- _RECORDS_
%%

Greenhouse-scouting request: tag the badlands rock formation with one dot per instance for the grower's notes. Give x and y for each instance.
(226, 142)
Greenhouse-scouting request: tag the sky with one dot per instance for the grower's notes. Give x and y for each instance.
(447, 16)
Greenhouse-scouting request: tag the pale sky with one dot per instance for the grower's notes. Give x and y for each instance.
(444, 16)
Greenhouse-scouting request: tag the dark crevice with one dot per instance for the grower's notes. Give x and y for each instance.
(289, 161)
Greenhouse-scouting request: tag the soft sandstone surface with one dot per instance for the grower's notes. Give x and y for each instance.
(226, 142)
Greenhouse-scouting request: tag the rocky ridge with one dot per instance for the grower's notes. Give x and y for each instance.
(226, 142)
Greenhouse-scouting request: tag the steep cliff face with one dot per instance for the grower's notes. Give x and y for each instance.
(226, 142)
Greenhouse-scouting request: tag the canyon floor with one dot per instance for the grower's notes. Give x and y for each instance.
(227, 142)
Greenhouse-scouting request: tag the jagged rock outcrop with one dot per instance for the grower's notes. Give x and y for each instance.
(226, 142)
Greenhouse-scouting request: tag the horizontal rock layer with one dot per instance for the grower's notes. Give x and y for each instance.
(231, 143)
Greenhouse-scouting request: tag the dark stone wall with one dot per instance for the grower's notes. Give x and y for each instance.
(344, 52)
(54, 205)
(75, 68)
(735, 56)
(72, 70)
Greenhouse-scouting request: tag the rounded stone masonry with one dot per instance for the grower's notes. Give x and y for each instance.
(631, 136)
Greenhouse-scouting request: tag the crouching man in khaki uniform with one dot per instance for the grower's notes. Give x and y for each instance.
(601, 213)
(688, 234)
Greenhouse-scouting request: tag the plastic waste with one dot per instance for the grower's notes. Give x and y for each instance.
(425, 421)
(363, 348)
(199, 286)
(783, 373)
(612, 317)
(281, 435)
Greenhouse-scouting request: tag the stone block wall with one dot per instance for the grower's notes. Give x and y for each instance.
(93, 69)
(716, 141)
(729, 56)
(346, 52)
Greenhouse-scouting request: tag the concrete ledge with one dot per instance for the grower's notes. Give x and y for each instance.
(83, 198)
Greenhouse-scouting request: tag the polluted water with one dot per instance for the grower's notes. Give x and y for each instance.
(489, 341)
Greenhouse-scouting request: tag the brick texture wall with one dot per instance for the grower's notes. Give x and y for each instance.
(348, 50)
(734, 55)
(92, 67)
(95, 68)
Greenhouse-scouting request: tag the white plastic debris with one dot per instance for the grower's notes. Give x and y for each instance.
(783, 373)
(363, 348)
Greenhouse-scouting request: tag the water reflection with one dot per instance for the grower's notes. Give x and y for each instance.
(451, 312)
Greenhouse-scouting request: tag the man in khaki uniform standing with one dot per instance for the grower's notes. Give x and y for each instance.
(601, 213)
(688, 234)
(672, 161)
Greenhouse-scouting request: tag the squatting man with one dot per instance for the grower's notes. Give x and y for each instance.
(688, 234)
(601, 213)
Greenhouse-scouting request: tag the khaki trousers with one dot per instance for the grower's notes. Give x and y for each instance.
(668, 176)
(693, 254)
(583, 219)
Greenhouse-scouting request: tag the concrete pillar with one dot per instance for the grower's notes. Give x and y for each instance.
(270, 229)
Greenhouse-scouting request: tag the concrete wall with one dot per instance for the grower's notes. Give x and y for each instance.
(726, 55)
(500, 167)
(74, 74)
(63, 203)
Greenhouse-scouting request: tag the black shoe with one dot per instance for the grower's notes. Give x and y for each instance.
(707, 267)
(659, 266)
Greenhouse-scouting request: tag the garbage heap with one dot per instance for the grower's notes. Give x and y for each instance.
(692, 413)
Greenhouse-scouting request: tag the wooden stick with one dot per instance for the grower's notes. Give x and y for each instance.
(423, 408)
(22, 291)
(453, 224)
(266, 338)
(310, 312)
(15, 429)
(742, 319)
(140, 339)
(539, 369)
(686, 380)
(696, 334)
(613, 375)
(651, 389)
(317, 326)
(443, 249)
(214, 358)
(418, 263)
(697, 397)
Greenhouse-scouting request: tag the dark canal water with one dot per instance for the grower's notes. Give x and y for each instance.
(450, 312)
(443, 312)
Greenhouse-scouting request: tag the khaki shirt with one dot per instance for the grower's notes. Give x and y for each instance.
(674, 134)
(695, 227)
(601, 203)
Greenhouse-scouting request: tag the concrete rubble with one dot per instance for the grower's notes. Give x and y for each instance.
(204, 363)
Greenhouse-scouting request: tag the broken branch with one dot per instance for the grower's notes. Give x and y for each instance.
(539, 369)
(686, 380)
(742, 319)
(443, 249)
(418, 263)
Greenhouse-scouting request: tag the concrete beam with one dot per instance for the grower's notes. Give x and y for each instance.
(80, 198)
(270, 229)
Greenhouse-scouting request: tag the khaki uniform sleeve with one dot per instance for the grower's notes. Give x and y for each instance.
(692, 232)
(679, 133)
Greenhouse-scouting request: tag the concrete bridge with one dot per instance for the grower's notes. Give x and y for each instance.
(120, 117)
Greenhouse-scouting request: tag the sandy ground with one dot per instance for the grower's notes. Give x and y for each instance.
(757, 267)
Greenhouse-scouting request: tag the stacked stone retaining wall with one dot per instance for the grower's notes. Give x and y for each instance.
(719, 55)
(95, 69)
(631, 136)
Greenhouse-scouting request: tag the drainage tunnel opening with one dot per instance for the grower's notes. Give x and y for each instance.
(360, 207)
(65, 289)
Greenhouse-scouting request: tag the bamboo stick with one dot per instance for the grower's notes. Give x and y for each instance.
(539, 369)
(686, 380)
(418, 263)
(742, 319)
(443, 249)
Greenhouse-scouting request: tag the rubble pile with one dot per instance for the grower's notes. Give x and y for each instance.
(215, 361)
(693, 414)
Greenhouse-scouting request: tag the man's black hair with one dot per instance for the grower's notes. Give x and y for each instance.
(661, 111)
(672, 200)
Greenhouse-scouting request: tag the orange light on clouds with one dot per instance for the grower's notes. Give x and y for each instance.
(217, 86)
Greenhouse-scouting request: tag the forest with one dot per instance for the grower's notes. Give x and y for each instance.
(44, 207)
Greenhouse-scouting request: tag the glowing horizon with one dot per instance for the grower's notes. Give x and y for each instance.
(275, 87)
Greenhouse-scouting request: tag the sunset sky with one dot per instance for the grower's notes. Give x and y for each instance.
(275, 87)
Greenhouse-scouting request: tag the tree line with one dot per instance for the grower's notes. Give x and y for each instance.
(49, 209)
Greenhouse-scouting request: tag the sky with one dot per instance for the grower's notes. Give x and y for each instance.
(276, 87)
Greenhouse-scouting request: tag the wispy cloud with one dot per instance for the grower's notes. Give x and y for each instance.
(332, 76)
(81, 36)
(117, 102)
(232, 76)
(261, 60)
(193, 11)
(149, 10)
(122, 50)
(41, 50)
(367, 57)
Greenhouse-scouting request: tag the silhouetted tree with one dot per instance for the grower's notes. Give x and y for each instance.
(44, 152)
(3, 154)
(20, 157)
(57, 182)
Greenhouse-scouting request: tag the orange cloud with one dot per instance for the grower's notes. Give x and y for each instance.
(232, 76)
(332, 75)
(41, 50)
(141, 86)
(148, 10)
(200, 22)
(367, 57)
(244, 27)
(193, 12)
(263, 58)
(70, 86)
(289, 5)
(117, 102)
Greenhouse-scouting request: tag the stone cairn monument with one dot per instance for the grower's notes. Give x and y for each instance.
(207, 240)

%%

- _CHALLENGE_
Reproduce all of the data above line for line, changing nothing and keeping the original order.

- _FINAL RESULT_
Greenhouse-scouting request: tag the badlands rock formation with one dot per instance for the grower's notes. Give x and y for each instance.
(226, 142)
Greenhouse-scouting request: tag the sky with one dot per instance for the grower's notes. Give x and y for each instance.
(447, 16)
Greenhouse-scouting request: tag the pale sky with one dot per instance for the grower's notes. Give x and y for each instance.
(444, 16)
Greenhouse-scouting request: tag the dark crevice with one dot per instance for the grower's notes. Give x and y for each instance.
(289, 161)
Greenhouse-scouting request: tag the soft sandstone surface with one dot per instance for the grower's notes. Give x and y for each instance.
(226, 142)
Greenhouse-scouting request: tag the rocky ridge with one dot per instance for the grower's notes. Give x and y for each instance.
(226, 142)
Greenhouse-scouting request: tag the steep cliff face with one dot per instance for the grower's notes. Give x and y for each instance.
(226, 142)
Greenhouse-scouting request: tag the canyon floor with one dot per instance for the grower's notes. Give x and y for each instance.
(227, 142)
Greenhouse-scouting request: tag the jagged rock outcrop with one dot per instance for the grower's notes. Give x and y for each instance.
(226, 142)
Greenhouse-scouting request: tag the horizontal rock layer with one dot per instance for the grower's notes. Give x and y for each instance.
(231, 143)
Greenhouse-scouting request: tag the dark stone wall with one dot per instance for the grower's notes. Give x and y for each instance.
(344, 52)
(54, 205)
(75, 68)
(735, 56)
(72, 70)
Greenhouse-scouting request: tag the rounded stone masonry with one dot per instance for the grower's notes. Give x and y for each instance.
(631, 136)
Greenhouse-scouting request: tag the crouching man in khaki uniform with one dot per instance for the grower's notes. Give x and y for each instance.
(601, 213)
(688, 234)
Greenhouse-scouting request: tag the plastic waste with one dot per instance for the grower's notes. Give x and y for each instance.
(425, 421)
(363, 348)
(199, 286)
(783, 373)
(612, 317)
(281, 435)
Greenhouse-scouting request: tag the stone block wall with one dot per instance for the grower's notes. Give x and y for each instance.
(93, 69)
(716, 141)
(729, 56)
(346, 52)
Greenhouse-scouting request: tag the concrete ledge with one dot per instance for the grower's notes. Give x and y for each instance.
(83, 198)
Greenhouse-scouting request: tag the polluted water with one dot per instance for the grower's notes. Give x and y for each instance.
(489, 341)
Greenhouse-scouting request: tag the brick texture wall with one dot per instance for the grower's notes. Give x and y for each instance.
(348, 50)
(734, 55)
(92, 67)
(95, 68)
Greenhouse-scouting request: tag the white plastic debris with one dot per instance for the grower's notes. Give x and y for each instance.
(783, 373)
(363, 348)
Greenhouse-scouting request: tag the water reflection with one dot per instance for the grower's notes. Give x and y for each instance.
(451, 312)
Greenhouse-scouting request: tag the man in khaki uniform standing with one dot per instance for the grower's notes. Give x and y for each instance.
(601, 213)
(688, 234)
(672, 161)
Greenhouse-scouting request: tag the squatting man with one dot per instance for the grower's notes. Give x and y for each instance.
(688, 234)
(601, 213)
Greenhouse-scouting request: tag the khaki trousers with one dot per instance for the grower's notes. Give x and y for each instance.
(668, 176)
(693, 254)
(583, 219)
Greenhouse-scouting request: tag the concrete pillar with one dot per instance for the grower's notes. Give x and y for each instance.
(270, 229)
Greenhouse-scouting request: tag the concrete wall with one dot per instance for the grower's notes. Give x and y for each instance.
(726, 55)
(500, 167)
(74, 74)
(63, 203)
Greenhouse-scouting request: tag the black shoe with one dot per instance for the grower's notes. Give x and y for each instance.
(707, 267)
(659, 266)
Greenhouse-scouting request: tag the garbage heap with one dot per instance for the grower's notes. Give x and y for each instance.
(692, 413)
Greenhouse-scouting request: tag the wooden stick with one dot per instance for the grower's notes. Give x and y for each instance.
(423, 408)
(22, 291)
(453, 224)
(266, 338)
(310, 312)
(15, 429)
(742, 319)
(140, 339)
(539, 369)
(686, 380)
(696, 334)
(613, 375)
(651, 389)
(317, 326)
(443, 249)
(214, 358)
(418, 263)
(697, 397)
Greenhouse-scouting request: tag the dark canal water with one dot per instance for the grower's notes. Give x and y for each instance.
(450, 312)
(443, 312)
Greenhouse-scouting request: tag the khaki shirt with one dot per instance for the grower's notes. Give x and y for each instance.
(674, 134)
(695, 227)
(601, 203)
Greenhouse-scouting request: tag the concrete rubble with one dot per instance for the grower's notes. Give x and y for each instance.
(204, 363)
Greenhouse-scouting request: tag the broken branch with one dot per instance for the grower's notes. Give x and y for each instance.
(539, 369)
(686, 380)
(742, 319)
(443, 249)
(418, 263)
Greenhouse-scouting request: tag the concrete beam with one dot per instance for the grower's notes. Give x and y for each instance.
(80, 198)
(270, 229)
Greenhouse-scouting request: tag the khaki uniform sleeve with one dot per instance for the grower's notes. Give x and y for each instance.
(692, 232)
(679, 133)
Greenhouse-scouting request: tag the concrete bridge with one dot per instance for the grower's notes. Give x and y for each instance.
(120, 117)
Greenhouse-scouting request: tag the sandy ground with one dot per instance for the grower's notes. Give x and y for each instance.
(757, 267)
Greenhouse-scouting request: tag the stacked stone retaining wall with one dot per instance for the grower's notes. Give x and y for each instance.
(719, 55)
(95, 69)
(631, 136)
Greenhouse-scouting request: tag the drainage tunnel opening with one dot per instance for the grower's notes. Give x and y for each instance.
(360, 207)
(65, 289)
Greenhouse-scouting request: tag the bamboo stick with one dot per instance for the grower's notes. Give x and y for each instance.
(539, 369)
(686, 380)
(418, 263)
(742, 319)
(443, 249)
Greenhouse-scouting request: tag the rubble pile with one dot per instance for the grower's notes. Give x and y for each instance.
(215, 361)
(693, 414)
Greenhouse-scouting request: tag the man's black hair with one dot per instance for the grower's notes. Give x and y for each instance.
(661, 111)
(672, 200)
Greenhouse-scouting request: tag the orange light on clouds with one dot per instance for the grower's notes. Give x and y for each instance.
(217, 86)
Greenhouse-scouting request: tag the forest with one dot per instance for the grower's notes. Give x and y for each instance.
(44, 207)
Greenhouse-scouting request: tag the glowing horizon with one dot per instance for the grower's notes. Give x and y for each instance.
(275, 87)
Greenhouse-scouting request: tag the sunset sky with one dot per instance for the grower's notes. Give x and y for each instance.
(275, 87)
Greenhouse-scouting request: tag the tree line with one dot per instance for the grower's notes. Give x and y for each instance.
(49, 209)
Greenhouse-scouting request: tag the sky with one dot per instance for the grower's notes. Give x and y for each instance.
(276, 87)
Greenhouse-scouting request: tag the wispy cloud with one dot per instance for the grower's notes. Give x and y for each instance.
(332, 76)
(81, 36)
(117, 102)
(232, 76)
(261, 60)
(193, 11)
(149, 10)
(122, 50)
(41, 50)
(367, 57)
Greenhouse-scouting request: tag the silhouetted tree with one dot per instance for the grower's notes. Give x and y for each instance.
(44, 152)
(3, 154)
(20, 157)
(57, 182)
Greenhouse-scouting request: tag the orange cloud with one dot per instance for the grower's notes. Give x and y for each instance.
(232, 76)
(332, 75)
(41, 50)
(141, 86)
(148, 10)
(200, 22)
(367, 57)
(244, 27)
(193, 12)
(263, 58)
(70, 86)
(289, 5)
(117, 102)
Greenhouse-scouting request: tag the stone cairn monument with one dot per instance for the grower's notes. Give x and y for each instance.
(207, 240)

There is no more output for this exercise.